• ENTRIES:
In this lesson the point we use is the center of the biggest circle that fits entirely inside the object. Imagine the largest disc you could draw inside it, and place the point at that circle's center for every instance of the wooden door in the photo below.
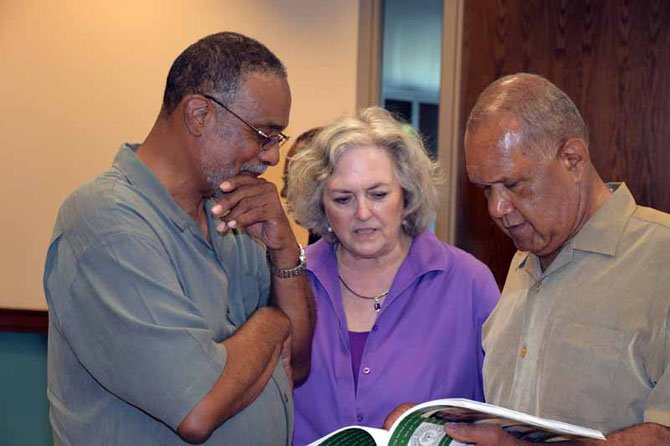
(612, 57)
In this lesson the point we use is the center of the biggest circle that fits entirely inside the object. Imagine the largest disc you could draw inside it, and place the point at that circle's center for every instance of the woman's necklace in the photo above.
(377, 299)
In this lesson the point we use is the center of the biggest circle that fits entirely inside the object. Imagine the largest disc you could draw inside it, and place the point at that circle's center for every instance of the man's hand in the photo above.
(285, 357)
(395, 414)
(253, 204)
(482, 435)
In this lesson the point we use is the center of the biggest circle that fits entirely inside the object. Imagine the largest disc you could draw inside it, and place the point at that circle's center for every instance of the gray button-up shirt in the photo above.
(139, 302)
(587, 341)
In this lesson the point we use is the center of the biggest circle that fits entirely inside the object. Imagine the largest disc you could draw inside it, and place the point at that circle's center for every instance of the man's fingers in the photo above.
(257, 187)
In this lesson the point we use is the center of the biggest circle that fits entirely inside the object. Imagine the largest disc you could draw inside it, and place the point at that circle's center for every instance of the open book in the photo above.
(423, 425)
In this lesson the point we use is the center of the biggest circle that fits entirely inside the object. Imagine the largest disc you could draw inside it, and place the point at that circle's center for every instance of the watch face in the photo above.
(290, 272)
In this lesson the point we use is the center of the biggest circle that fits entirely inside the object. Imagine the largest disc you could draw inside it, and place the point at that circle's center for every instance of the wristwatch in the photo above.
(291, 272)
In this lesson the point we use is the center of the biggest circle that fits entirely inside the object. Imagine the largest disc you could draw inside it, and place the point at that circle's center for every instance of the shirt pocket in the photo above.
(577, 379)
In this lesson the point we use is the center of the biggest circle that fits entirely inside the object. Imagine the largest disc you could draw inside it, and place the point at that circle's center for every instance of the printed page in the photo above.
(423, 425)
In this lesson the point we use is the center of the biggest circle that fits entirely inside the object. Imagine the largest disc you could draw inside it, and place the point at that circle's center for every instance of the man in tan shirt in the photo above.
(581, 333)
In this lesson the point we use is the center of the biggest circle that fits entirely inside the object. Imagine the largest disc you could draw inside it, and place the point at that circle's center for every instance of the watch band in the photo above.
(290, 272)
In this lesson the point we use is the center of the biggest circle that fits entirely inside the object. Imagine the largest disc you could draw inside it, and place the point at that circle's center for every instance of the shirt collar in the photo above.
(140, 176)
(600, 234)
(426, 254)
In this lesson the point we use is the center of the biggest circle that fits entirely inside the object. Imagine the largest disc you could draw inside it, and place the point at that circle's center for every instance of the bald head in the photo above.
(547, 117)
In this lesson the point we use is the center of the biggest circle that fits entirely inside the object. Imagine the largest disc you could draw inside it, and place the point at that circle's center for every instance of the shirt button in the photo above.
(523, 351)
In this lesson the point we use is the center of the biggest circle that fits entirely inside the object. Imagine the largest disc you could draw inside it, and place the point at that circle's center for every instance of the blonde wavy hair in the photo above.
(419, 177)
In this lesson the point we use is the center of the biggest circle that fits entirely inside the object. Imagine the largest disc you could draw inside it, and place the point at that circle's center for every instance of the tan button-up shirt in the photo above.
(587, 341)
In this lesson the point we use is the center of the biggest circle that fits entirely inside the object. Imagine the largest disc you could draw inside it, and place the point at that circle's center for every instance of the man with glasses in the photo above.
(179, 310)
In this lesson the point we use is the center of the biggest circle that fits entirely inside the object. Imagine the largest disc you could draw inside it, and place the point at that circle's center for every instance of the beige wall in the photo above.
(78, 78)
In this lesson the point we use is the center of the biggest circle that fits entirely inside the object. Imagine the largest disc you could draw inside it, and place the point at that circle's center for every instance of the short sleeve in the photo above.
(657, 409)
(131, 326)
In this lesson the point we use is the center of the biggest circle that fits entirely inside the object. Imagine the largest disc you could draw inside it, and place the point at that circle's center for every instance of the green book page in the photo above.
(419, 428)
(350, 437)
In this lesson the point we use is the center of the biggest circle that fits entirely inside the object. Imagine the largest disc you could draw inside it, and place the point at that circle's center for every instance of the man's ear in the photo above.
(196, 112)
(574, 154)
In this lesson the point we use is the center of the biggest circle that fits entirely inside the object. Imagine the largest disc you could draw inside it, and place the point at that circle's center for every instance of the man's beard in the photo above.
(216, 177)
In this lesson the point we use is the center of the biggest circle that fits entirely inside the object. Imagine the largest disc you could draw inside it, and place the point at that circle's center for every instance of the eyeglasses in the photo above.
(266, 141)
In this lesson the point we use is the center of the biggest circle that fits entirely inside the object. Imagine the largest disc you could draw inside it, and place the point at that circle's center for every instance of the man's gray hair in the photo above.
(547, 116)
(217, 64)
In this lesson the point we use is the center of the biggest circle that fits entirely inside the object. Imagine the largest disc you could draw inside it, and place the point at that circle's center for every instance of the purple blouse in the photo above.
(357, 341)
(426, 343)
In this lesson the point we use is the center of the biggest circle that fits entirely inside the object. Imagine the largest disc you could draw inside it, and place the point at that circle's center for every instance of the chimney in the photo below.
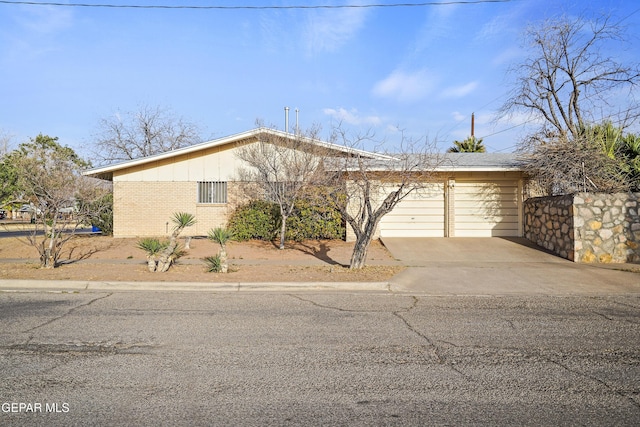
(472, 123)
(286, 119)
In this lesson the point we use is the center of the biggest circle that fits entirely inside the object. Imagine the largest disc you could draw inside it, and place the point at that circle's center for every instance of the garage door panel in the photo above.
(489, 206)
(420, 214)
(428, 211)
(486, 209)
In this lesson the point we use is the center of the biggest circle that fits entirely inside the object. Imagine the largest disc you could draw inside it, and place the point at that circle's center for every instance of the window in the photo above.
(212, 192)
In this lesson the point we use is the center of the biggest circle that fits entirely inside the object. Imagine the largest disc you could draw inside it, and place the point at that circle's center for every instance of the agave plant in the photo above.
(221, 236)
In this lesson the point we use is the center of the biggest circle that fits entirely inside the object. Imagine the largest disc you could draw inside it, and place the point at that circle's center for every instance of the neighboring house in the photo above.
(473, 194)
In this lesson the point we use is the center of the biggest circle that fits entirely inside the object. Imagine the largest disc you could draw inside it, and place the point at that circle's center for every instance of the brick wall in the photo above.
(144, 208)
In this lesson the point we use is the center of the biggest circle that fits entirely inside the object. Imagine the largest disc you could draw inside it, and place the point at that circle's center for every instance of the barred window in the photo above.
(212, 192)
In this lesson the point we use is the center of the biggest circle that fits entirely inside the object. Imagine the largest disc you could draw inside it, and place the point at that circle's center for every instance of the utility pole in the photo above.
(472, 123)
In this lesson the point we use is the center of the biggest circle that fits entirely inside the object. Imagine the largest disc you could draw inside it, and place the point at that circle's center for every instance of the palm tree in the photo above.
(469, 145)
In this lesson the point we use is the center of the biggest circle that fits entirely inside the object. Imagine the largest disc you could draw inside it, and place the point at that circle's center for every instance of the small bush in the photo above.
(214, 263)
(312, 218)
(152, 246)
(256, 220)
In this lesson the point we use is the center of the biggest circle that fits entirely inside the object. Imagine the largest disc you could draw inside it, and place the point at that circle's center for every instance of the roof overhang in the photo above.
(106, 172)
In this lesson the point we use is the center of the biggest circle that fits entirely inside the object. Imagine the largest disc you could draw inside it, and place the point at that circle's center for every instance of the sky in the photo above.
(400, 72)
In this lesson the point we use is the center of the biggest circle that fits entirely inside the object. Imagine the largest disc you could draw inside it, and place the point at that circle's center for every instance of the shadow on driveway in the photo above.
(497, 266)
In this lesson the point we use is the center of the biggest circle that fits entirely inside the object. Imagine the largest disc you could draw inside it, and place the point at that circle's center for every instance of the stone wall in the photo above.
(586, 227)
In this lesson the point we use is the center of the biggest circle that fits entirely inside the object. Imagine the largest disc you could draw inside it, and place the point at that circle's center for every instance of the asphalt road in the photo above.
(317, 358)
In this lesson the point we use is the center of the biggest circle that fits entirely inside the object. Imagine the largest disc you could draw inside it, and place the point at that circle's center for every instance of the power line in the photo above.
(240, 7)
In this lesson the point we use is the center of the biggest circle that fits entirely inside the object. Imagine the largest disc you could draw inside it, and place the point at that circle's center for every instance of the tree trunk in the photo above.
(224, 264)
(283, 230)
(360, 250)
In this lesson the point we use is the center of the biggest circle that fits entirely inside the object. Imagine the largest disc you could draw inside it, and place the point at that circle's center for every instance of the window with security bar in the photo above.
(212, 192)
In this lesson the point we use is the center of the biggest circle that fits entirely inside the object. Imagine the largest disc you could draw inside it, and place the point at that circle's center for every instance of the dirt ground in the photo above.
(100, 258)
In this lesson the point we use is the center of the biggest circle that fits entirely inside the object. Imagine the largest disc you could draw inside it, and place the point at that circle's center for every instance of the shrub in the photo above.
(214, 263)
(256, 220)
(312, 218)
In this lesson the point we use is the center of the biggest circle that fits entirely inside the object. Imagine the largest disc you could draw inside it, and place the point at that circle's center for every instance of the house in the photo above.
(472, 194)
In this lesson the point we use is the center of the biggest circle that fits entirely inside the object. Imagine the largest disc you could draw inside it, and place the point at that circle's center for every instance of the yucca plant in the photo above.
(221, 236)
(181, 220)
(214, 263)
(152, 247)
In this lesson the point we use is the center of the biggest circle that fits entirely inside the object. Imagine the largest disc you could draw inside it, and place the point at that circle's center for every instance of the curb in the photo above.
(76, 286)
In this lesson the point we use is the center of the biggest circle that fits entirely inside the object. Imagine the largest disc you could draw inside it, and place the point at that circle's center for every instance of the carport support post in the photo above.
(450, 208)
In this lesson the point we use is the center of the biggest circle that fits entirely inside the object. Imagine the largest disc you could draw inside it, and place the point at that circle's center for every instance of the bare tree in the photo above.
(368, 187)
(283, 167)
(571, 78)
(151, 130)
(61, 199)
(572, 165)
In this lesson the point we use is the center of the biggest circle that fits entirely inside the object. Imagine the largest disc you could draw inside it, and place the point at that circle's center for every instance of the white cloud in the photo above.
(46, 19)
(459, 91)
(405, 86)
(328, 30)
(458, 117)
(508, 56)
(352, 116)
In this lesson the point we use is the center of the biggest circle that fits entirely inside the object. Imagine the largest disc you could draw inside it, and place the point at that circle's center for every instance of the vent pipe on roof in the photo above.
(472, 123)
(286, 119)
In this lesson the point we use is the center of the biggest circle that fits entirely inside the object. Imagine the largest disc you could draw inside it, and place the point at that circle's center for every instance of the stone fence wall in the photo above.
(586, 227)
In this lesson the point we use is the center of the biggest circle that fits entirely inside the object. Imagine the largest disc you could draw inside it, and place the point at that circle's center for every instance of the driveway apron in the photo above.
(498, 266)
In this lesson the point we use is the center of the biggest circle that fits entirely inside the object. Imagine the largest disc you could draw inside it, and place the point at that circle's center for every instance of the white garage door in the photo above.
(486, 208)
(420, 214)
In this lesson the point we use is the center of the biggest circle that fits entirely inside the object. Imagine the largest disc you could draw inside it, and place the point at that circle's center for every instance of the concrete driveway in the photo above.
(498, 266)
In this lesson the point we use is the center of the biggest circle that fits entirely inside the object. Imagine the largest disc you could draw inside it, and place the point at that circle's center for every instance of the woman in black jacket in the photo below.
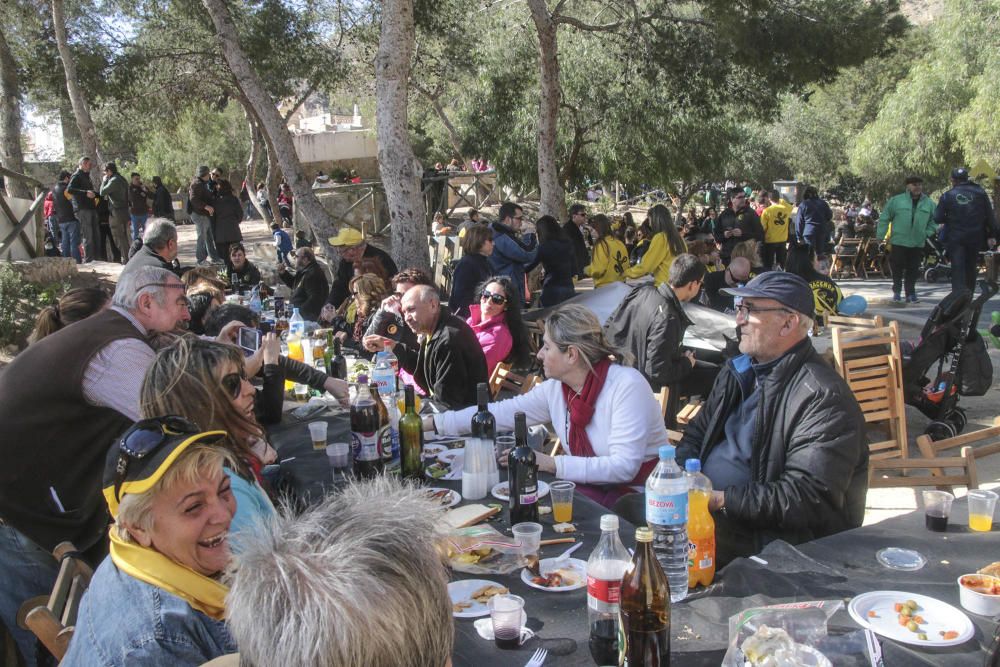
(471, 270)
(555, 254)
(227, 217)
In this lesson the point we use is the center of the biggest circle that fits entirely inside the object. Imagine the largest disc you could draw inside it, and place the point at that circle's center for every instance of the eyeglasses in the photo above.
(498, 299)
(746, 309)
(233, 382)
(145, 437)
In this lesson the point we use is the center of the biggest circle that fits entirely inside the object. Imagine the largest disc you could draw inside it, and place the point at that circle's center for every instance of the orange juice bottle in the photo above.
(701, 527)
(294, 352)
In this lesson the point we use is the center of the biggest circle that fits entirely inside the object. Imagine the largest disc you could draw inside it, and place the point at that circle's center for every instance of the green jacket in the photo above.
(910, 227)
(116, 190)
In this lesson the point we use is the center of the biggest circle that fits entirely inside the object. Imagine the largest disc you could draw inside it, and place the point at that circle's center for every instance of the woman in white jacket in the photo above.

• AIM OF THE EXERCISE: Give back exactly the lines from the line containing "green jacket in the photo above." to the end of the entries, and no other lines.

• EXERCISE RESULT:
In this lesson the point we use is the center of the biggest circle that fits entirely inside the object. Imagine the largest disc you could draw inside it, and place the point at that circle's center for every instance of the green jacket in the photo above.
(910, 227)
(116, 190)
In this lesson the point we use is the center of the biggest circle that fits entirely inside the object. Imagine the largest disc you could draw inside it, and place the point at that circle's center for every instance of the woman in white jacket in the photo above.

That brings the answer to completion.